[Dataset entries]
_____
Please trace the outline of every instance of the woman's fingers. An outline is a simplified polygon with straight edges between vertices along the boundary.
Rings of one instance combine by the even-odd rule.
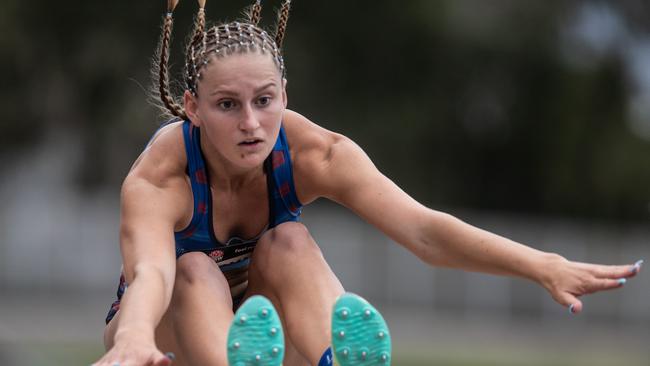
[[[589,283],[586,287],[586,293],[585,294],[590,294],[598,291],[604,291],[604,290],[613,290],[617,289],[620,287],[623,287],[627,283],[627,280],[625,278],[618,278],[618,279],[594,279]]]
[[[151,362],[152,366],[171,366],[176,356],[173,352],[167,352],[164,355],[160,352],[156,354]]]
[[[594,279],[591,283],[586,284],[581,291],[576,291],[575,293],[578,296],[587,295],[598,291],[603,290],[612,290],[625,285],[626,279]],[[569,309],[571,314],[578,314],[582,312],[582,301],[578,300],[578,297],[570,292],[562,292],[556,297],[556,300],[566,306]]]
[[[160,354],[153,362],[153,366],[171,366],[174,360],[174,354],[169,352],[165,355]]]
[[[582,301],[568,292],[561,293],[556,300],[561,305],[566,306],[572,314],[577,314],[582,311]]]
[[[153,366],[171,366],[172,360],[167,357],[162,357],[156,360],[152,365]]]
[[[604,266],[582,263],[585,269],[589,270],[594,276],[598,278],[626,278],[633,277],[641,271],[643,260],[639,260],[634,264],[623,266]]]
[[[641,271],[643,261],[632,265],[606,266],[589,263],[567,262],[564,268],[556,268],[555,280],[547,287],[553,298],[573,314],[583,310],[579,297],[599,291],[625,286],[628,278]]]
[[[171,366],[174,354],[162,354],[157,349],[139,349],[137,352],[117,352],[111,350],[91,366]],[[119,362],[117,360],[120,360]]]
_____
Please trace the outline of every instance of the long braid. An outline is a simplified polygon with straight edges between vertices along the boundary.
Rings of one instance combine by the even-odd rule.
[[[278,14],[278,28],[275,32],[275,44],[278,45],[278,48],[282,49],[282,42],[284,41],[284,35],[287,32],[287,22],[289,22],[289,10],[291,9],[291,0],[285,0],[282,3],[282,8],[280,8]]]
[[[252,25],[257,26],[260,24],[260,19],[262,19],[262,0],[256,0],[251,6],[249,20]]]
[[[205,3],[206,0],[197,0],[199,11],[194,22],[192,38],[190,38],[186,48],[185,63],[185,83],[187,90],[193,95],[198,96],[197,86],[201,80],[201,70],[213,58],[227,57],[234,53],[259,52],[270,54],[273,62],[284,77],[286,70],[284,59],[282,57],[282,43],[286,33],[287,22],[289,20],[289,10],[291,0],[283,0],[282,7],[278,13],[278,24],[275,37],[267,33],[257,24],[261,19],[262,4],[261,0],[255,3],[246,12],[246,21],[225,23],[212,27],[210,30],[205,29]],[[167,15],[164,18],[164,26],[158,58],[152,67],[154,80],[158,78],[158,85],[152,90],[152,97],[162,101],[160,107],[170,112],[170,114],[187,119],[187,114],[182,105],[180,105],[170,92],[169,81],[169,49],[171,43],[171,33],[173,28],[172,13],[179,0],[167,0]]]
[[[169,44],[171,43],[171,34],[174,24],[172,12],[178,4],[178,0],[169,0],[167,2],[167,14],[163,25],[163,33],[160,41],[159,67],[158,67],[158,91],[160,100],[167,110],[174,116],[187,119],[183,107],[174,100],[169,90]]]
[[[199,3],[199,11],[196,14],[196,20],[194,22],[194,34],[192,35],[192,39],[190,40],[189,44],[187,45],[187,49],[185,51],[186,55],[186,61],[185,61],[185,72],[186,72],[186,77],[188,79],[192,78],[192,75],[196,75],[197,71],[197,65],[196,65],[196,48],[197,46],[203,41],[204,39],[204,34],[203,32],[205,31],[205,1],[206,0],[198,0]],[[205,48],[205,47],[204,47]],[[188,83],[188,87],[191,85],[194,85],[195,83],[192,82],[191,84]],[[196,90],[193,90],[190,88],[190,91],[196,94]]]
_____
▶ **What is being asked**
Take every line from the data above that holds "along" and copy it out.

▶ **Solution to this exercise**
Please trace the outline of every instance of the woman's fingers. An outline is a simplified polygon with straight edges between vertices along the boundary.
Please trace the outline of every instance of the long braid. An outline is a simplified polygon with straight edges between vertices along the boundary.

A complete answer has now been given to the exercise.